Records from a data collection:
☆ ☆ ☆
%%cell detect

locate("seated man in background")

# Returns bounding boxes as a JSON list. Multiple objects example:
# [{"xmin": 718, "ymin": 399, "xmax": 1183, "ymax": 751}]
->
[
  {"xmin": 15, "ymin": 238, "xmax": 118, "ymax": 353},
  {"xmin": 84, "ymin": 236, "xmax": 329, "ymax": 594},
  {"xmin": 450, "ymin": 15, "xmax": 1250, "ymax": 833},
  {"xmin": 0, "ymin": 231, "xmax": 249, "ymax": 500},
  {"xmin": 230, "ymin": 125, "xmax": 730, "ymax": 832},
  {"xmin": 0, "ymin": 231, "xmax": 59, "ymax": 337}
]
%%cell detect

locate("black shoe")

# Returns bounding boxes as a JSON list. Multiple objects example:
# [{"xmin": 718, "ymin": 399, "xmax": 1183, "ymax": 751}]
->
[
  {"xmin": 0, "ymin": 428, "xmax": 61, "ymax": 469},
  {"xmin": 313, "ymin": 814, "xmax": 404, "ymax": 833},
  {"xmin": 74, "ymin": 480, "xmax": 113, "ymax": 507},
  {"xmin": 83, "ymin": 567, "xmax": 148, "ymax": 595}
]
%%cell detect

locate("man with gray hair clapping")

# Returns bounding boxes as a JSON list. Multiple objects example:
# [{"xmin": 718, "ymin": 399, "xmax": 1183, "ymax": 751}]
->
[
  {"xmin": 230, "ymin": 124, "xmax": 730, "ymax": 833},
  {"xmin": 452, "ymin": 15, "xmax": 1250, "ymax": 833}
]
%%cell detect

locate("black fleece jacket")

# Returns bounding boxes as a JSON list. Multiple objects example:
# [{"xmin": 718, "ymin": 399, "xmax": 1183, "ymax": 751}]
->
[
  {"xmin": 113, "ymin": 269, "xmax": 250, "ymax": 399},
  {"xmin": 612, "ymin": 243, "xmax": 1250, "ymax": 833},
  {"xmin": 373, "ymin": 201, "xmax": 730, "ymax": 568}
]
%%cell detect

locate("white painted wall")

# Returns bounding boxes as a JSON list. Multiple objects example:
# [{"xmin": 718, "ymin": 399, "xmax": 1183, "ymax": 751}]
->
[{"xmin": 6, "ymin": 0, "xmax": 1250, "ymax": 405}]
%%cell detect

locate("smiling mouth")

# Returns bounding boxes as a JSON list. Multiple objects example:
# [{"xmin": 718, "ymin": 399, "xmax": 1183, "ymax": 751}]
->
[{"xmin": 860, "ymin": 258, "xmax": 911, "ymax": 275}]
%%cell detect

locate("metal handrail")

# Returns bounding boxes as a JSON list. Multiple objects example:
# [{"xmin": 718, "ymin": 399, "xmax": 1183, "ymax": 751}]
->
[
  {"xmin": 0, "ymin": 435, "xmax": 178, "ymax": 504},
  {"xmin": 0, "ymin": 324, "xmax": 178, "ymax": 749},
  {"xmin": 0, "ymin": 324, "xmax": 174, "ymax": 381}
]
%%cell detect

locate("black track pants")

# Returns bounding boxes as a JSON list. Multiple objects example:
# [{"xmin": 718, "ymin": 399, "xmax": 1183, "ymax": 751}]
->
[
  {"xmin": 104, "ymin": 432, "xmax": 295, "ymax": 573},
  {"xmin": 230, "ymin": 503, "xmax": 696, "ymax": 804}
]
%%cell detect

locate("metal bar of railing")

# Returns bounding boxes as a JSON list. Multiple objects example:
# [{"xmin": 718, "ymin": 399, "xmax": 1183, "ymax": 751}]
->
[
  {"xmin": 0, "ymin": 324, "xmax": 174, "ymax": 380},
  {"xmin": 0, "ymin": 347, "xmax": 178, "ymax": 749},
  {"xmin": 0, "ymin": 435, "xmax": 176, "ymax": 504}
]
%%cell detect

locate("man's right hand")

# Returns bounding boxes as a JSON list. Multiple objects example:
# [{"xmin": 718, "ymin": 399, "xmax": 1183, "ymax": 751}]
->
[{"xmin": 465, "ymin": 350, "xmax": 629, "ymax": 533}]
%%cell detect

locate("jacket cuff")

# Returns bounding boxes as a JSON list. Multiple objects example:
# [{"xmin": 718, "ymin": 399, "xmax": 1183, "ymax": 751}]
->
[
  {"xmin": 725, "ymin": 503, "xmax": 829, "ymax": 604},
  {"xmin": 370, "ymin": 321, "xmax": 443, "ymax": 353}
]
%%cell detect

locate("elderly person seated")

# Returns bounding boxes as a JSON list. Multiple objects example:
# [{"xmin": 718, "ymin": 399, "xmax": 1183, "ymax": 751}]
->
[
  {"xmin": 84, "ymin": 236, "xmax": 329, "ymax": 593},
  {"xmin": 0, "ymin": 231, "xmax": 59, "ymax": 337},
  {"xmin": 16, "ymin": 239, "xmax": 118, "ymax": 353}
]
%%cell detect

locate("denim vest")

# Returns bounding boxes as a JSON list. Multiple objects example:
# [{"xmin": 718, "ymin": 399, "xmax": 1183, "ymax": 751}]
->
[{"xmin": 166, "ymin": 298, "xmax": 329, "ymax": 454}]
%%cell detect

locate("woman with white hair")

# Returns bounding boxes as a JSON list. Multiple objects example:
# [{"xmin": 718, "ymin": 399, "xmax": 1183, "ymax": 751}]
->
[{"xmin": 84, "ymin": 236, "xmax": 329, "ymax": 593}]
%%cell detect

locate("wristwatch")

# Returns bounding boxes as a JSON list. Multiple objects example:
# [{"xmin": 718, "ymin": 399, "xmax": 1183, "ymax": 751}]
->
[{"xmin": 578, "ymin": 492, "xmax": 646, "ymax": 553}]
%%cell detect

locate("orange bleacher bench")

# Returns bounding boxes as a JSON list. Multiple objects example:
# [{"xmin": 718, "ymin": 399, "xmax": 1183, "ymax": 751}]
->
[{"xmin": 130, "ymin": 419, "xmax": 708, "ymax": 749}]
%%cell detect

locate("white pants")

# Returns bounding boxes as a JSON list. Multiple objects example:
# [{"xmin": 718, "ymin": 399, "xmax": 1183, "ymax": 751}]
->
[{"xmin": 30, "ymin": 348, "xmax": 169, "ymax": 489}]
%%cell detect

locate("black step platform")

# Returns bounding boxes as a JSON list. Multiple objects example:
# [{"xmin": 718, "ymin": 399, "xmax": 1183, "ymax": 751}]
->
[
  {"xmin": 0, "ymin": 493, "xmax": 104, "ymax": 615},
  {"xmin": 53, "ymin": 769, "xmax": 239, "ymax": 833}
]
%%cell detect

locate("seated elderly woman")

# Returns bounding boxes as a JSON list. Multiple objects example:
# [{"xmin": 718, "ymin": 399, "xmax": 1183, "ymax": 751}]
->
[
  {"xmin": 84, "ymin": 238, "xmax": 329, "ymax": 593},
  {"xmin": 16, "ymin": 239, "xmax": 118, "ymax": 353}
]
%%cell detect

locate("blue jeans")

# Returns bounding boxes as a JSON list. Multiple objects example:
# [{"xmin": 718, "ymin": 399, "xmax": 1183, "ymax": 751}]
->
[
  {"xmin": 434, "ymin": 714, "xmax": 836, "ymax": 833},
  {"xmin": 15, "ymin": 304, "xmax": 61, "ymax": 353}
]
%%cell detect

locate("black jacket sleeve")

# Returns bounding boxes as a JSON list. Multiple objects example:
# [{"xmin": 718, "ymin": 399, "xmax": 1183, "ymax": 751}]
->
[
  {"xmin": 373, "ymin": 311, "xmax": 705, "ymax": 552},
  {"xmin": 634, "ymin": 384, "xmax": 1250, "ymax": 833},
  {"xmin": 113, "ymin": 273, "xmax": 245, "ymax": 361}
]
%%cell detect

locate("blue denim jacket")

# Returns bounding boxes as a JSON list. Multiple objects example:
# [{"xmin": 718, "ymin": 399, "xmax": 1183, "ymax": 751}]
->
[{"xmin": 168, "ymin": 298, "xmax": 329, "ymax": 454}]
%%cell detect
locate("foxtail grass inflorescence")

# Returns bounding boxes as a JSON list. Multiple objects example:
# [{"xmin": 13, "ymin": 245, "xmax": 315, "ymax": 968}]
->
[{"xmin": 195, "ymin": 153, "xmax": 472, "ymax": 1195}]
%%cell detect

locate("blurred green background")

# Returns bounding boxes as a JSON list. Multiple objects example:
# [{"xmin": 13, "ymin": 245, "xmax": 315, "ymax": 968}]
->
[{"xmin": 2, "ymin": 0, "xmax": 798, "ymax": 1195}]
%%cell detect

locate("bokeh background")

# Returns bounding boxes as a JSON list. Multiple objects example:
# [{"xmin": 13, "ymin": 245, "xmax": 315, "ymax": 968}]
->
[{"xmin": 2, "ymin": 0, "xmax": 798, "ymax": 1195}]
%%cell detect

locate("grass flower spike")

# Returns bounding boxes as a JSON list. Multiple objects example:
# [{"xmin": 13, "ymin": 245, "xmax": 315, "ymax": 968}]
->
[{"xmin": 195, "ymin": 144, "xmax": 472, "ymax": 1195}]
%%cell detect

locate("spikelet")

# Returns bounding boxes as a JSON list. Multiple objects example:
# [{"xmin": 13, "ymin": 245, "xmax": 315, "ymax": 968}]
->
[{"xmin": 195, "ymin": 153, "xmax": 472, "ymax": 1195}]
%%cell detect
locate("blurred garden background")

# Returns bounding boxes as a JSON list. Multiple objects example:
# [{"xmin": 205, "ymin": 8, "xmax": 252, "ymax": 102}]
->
☆ ☆ ☆
■ What you have to do ■
Count the lines in the records above that contain the string "hair" and give only that number.

■ Solution ■
2